Pointing entries for named objects:
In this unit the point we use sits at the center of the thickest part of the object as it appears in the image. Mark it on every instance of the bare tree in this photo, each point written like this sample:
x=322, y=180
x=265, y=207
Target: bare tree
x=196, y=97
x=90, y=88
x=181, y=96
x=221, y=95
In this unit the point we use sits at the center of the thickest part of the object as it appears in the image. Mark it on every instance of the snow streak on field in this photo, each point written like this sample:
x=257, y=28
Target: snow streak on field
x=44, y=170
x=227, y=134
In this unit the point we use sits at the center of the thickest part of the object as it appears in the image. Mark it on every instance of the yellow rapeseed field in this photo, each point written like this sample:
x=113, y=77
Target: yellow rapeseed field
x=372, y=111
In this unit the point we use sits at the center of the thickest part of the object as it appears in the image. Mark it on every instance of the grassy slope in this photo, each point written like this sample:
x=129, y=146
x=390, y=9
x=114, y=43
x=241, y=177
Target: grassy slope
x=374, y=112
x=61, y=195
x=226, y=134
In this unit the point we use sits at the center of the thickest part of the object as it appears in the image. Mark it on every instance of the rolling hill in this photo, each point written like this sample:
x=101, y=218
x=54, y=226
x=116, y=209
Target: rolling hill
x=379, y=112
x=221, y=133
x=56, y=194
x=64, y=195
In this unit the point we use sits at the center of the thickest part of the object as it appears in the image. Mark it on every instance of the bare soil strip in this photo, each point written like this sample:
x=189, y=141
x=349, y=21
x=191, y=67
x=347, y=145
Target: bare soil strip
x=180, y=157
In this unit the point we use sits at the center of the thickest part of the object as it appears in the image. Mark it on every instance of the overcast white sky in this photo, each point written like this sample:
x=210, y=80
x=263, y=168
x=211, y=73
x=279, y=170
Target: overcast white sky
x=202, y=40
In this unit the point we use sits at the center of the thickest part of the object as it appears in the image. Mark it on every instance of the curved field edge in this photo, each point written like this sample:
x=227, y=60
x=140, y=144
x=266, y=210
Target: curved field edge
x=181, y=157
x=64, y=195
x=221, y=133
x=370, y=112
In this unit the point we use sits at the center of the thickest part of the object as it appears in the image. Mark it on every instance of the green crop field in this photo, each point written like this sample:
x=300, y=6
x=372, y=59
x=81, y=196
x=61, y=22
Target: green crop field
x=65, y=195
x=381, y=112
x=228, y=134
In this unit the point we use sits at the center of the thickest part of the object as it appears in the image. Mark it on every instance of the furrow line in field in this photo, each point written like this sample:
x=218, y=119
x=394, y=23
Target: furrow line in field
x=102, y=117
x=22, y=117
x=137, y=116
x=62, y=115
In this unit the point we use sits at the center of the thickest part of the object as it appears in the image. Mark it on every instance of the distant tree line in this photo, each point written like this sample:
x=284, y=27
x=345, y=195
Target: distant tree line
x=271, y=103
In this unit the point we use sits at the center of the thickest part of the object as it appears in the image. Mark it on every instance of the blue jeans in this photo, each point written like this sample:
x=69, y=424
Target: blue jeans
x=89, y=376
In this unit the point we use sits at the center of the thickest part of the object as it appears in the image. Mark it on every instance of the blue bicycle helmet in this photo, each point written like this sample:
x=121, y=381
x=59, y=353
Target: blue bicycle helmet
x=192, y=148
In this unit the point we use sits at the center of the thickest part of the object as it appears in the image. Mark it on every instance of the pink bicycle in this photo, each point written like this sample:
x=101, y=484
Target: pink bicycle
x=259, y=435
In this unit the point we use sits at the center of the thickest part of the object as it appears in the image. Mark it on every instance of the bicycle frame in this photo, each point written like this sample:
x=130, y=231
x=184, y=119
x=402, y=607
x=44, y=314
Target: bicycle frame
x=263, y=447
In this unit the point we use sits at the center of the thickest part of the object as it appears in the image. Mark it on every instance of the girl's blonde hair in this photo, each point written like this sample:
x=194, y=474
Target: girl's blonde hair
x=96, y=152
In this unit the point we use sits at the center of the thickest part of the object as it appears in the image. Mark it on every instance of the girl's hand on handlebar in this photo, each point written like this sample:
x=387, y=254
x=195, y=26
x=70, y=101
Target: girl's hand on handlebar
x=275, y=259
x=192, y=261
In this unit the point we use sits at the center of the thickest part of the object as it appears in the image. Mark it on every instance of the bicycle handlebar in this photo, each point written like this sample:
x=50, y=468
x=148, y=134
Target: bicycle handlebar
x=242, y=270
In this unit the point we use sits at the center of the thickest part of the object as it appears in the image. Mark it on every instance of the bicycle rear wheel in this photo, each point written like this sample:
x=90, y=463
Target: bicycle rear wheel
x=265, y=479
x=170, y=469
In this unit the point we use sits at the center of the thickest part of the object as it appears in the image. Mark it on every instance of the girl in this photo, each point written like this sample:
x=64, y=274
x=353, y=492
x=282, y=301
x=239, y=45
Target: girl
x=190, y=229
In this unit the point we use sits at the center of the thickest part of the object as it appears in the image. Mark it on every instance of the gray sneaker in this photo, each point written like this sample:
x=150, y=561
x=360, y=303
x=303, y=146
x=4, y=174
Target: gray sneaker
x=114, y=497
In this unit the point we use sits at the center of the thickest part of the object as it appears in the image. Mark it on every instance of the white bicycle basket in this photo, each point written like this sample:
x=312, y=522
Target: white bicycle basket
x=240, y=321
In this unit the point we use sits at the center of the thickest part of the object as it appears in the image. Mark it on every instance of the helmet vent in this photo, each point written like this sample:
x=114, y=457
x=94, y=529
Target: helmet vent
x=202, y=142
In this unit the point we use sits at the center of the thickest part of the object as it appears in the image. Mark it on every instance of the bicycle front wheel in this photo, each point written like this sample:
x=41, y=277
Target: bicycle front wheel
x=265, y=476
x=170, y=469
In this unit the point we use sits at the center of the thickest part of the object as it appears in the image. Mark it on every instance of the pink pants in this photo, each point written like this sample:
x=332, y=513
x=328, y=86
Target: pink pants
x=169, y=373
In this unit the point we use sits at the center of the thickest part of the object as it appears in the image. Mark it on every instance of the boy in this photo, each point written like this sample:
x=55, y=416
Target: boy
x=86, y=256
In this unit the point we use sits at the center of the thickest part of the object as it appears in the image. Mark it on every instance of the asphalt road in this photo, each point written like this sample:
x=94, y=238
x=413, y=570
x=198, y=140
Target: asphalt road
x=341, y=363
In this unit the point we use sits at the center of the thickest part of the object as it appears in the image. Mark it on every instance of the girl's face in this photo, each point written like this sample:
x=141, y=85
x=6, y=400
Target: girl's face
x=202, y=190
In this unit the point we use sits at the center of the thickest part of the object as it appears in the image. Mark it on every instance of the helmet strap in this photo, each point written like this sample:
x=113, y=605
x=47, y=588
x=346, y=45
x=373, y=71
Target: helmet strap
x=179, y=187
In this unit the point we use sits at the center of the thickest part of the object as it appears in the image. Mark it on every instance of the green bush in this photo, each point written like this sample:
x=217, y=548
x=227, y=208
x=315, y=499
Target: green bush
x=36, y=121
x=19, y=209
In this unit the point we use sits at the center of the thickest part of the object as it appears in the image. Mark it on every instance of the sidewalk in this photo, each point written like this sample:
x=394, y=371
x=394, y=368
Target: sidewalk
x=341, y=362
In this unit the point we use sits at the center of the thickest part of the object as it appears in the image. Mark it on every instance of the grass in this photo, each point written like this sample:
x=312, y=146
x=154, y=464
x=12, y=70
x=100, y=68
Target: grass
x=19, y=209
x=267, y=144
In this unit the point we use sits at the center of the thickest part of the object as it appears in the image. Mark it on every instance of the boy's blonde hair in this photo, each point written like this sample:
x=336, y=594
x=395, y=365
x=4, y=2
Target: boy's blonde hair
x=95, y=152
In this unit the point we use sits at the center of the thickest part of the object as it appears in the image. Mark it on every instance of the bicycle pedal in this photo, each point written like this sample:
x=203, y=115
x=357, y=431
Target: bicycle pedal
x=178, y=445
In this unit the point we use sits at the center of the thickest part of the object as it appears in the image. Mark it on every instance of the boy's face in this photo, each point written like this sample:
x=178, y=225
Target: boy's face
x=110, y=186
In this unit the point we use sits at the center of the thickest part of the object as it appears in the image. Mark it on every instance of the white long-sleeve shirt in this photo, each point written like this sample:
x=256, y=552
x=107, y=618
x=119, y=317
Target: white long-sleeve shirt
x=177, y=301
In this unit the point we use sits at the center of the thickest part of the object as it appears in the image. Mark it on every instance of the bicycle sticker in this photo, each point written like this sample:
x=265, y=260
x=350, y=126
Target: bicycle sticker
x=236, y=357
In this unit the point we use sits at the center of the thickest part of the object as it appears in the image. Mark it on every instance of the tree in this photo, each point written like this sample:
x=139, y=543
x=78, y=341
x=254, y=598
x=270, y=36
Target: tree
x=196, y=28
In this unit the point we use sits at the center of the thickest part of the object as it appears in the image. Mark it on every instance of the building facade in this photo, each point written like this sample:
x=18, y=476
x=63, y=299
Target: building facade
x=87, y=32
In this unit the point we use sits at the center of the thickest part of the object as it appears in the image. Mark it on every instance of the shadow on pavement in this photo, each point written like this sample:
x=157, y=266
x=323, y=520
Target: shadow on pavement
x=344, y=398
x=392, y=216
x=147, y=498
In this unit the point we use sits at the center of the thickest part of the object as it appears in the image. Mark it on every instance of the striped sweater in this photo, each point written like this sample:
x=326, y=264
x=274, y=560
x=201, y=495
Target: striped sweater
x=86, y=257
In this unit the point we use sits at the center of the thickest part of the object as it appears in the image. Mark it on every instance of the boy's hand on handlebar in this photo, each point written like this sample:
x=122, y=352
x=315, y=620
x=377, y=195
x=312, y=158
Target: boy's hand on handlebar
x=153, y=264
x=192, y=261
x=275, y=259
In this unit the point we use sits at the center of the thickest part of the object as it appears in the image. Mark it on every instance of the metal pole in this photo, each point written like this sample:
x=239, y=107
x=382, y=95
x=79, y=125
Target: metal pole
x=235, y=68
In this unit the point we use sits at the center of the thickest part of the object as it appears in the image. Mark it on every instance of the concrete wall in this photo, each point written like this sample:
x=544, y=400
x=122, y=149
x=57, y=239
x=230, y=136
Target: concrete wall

*Work to be completed*: Reproduce every line of the listing from the line with "of the snow" to the line with "x=227, y=134", both included and requests included, scaling each answer coordinate by 2.1 and rounding to the nearest whole number, with halves rounded up. Leave the numbers in the requests and their sample points as they are.

*Correct result*:
In this unit the point we use sits at the center of the thickest part of the object as it appears in the image. Mark it on every instance of the snow streak on field in this photo, each point written like this sample:
x=257, y=28
Target: snow streak on field
x=92, y=357
x=477, y=281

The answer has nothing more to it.